Çocuk yetiştirmek bir sanattır. Hem de dünyanın en zor, en yorucu ve en güzel sanatıdır. Genel doğrular yanında her topluma, her aileye, her bireye özgü doğrular farklı olabilir. Aynı ailedeki iki çocuktan birine uygulanan yöntem öbür çocukta başarısız kalabilir. Nasıl ki denize girmeden yüzme öğrenilmez, bunun gibi aile ve çocuk uzlaşı içinde birlikte olmayı yaşayarak öğrenecektir. Çocuk yetiştirme sanatının ana ilkeleri SEVGİ, SABIR, ANLAYIŞ ve HOŞGÖRÜdür. Çocuğunuzun olumlu davranışlarını destekleyin, olumsuz davranışları düzeltmeye çalışın. Gereğinden çok kollamayın, yeteneklerini aşacak kadar zorlamayın. Onu tanımaya ve anlamaya çalışın. Sizin çocuğunuz ancak sizden farklı bir kişiliği olduğunu da asla unutmayın. Üstelik sizin bildiğiniz her zaman doğru olmayabilir.

Çocuk yetiştirirken birçok ailenin  içine düştüğü yanlış davranışların başında; cezayı önde tutan sıkı tutum, her şeye boş veren gevşek tutum, ne zaman, nerede, ne uygulayacağı belli olmayan tutarsız tutumlar gelmektedir. Bunlardan sakınınız. Yine istediğinizi yaptırmak için kendinize acındırmayın ya da hatalarında küsmeyin. Gün boyu en yüksek perdeden avaz-avaz bağırmayın. Çocuğunuza beddua etmeyin, aşağılamayın, suçluluk duygusu aşılamaya çalışmayın, başkalarının yanında onu küçük düşürmeyin.

Dayağın; tüm insan ilişkilerinde olduğu gibi çocuk yetiştirmede de asla yeri yoktur. Dayak cennetten değil, Ayşe hanımın ya da Mehmet beyin elinden çıkmıştır. Dayak; atanı utandıran, dövüleni küçülten, izleyenleri de en azından üzen yanlış bir davranıştır. Bir anlık öfkeyle verilen genellikle amacını aşan, kaybettirdikleri kazandırdıklarından çok daha fazla olan, etkisi kısa süren bir yıldırma yöntemidir.  Sonunda dayak atan suçlu; dayak yiyen mazlum durumuna düşer. Genelde çocuklar suçlu olduğu için değil, anne ve babalar o gün günlerinde olmadıkları ya da sinirli oldukları için dayak yemişlerdir. Dayak atan anne ve babalar şöyle geriye dönüp bir baksalar ne kadar haksız ve gereksiz olarak çocuklarına dayak attıklarını göreceklerdir. Eğer çocuk dayakla düzelseydi ilk dayakla zaten düzelirdi. Dayağın çocuk eğitiminde asla yeri yoktur, kesinlikle denemeyiniz.

§ **Alıştırma gereksinimleri**:
[1] Sayfada çocuk yetiştirme sanatının ana ilkeleri olarak hangileri sayılıyor?
[2] Sayfadaki "Çocuk yetiştirirken birçok ailenin" diye başlayan paragrafı, temel bilgileri koruyarak madde listesine dönüştürün.
[3] Sayfaya göre dayak neden yanlış bir davranıştır? Bir ile üç cümle arasında açıklayın.
Girdiler sayfadan bağımsız, ayrı bir malzemedir.

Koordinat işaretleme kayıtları
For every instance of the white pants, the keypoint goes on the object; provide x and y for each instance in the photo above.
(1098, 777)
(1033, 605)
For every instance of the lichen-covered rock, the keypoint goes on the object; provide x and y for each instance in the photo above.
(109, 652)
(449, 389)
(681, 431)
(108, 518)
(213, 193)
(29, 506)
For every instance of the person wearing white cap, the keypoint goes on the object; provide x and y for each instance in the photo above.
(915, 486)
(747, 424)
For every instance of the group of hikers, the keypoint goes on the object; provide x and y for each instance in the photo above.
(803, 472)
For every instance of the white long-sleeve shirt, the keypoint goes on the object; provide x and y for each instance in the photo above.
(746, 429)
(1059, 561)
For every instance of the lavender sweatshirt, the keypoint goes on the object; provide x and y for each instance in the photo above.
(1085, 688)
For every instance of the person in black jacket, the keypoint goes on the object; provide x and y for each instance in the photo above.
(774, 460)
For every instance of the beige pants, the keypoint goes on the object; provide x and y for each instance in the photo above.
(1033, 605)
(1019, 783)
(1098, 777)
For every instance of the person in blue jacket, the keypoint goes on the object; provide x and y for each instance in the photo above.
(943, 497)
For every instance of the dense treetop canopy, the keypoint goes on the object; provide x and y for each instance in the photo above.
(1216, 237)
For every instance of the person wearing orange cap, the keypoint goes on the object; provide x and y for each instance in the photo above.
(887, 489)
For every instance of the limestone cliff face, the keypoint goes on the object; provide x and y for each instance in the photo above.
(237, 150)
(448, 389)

§ **Alıştırma yanıtları**:
[1] Sevgi, sabır, anlayış ve hoşgörü.

[2]
- Kaçınılması gereken yanlış tutumlar: cezayı önde tutan sıkı tutum, her şeye boş veren gevşek tutum ve ne zaman, nerede, ne uygulanacağı belli olmayan tutarsız tutumlar.
- İstediğinizi yaptırmak için kendinize acındırmayın, hatalarında çocuğa küsmeyin.
- Gün boyu yüksek sesle bağırmayın.
- Çocuğa beddua etmeyin, onu aşağılamayın, suçluluk duygusu aşılamaya çalışmayın, başkalarının yanında küçük düşürmeyin.

[3] Dayak, atanı utandıran, dövüleni küçülten ve izleyenleri de en azından üzen bir davranıştır. Genellikle bir anlık öfkeyle verilir, amacını aşar, kaybettirdikleri kazandırdıklarından çok daha fazladır ve etkisi kısa sürer. Sonunda dayak atan suçlu, dayak yiyen ise mazlum durumuna düşer.